- What you will do
Each entry that follows must be output without any deviation.

[Saved data entries]
● ● ● ● ● ● ●

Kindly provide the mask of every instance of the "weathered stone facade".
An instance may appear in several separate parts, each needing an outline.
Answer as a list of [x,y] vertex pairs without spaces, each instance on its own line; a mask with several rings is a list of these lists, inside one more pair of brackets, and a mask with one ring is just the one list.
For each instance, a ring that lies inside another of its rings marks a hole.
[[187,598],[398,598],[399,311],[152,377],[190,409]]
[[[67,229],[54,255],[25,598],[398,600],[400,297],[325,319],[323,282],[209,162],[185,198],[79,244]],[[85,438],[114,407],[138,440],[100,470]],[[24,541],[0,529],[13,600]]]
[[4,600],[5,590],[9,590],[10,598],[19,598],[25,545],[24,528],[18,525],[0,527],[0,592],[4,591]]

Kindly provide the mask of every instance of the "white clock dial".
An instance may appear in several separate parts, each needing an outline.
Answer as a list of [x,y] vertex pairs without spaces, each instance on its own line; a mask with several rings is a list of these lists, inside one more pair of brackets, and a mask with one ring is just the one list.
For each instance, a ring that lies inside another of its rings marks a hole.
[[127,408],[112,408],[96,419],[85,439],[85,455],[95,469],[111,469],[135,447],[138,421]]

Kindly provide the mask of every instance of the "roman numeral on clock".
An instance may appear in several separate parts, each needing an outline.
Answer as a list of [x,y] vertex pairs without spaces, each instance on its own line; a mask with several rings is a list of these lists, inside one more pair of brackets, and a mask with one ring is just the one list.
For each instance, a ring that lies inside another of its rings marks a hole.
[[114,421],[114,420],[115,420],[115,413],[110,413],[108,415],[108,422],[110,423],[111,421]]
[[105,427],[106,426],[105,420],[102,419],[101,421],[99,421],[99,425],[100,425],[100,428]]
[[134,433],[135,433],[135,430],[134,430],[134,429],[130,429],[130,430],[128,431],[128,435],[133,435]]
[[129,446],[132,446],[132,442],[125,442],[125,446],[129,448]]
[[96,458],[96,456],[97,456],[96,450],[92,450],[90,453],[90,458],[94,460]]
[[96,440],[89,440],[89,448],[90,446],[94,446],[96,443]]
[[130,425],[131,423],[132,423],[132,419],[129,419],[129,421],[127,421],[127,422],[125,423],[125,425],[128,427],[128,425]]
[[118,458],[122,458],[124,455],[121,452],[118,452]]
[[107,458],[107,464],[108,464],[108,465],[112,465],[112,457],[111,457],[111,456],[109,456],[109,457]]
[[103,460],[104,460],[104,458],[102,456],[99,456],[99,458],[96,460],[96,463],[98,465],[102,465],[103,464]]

● ● ● ● ● ● ●

- Answer to this problem
Kindly provide the mask of every instance of the "weathered stone facade".
An instance may appear in several separate parts, each needing an outline.
Answer as a list of [x,y] vertex pairs without spaces, each instance on its own line; a mask with several rings is a list of these lists, inside one more pair of brackets, and a mask with one ring is just the one list.
For each instance, a ring that lies inside another of its rings marks a hole.
[[187,598],[398,598],[399,311],[152,377],[190,409]]
[[[67,229],[54,255],[25,598],[398,600],[400,297],[325,319],[323,282],[209,162],[185,198],[79,244]],[[85,438],[114,407],[138,440],[100,470]],[[24,541],[0,529],[13,600]]]
[[4,600],[5,590],[9,590],[10,598],[19,598],[25,545],[24,528],[18,525],[0,527],[0,592],[4,591]]

Kindly provide the mask of every instance of the "white clock dial".
An instance may appear in several separate parts, each needing an outline.
Answer as a list of [x,y] vertex pairs without spaces, each instance on its own line; a mask with several rings is a list of these lists, inside one more pair of brackets, and a mask with one ring is just the one list.
For each instance, a ring that lies inside another of its rings marks a hole.
[[127,408],[112,408],[96,419],[85,439],[85,455],[95,469],[111,469],[135,447],[138,421]]

Kindly provide the mask of every instance of the "roman numeral on clock".
An instance may appear in several separate parts, each needing an outline.
Answer as a list of [x,y] vertex pairs without spaces, each instance on its own line; a mask with several rings is a list of these lists, inside one more pair of brackets, and a mask with one ring is just the one list.
For each instance, a ring that lies inside another of its rings marks a hole.
[[114,421],[114,420],[115,420],[115,413],[110,413],[108,415],[108,422],[110,423],[111,421]]
[[105,427],[106,426],[105,420],[102,419],[101,421],[99,421],[99,425],[100,425],[100,428]]
[[134,433],[135,433],[135,430],[134,430],[134,429],[130,429],[130,430],[128,431],[128,435],[133,435]]
[[129,446],[132,446],[132,442],[125,442],[125,446],[129,448]]
[[96,458],[96,456],[97,456],[96,450],[92,450],[90,453],[90,458],[94,460]]
[[96,440],[89,440],[89,448],[90,446],[94,446],[96,443]]
[[130,425],[131,423],[132,423],[132,419],[129,419],[129,421],[127,421],[127,422],[125,423],[125,425],[128,427],[128,425]]
[[118,458],[122,458],[124,455],[121,452],[118,452]]
[[107,458],[107,464],[108,464],[108,465],[112,465],[112,457],[111,457],[111,456],[109,456],[109,457]]
[[103,460],[104,460],[104,458],[102,456],[99,456],[99,458],[96,460],[96,463],[98,465],[102,465],[103,464]]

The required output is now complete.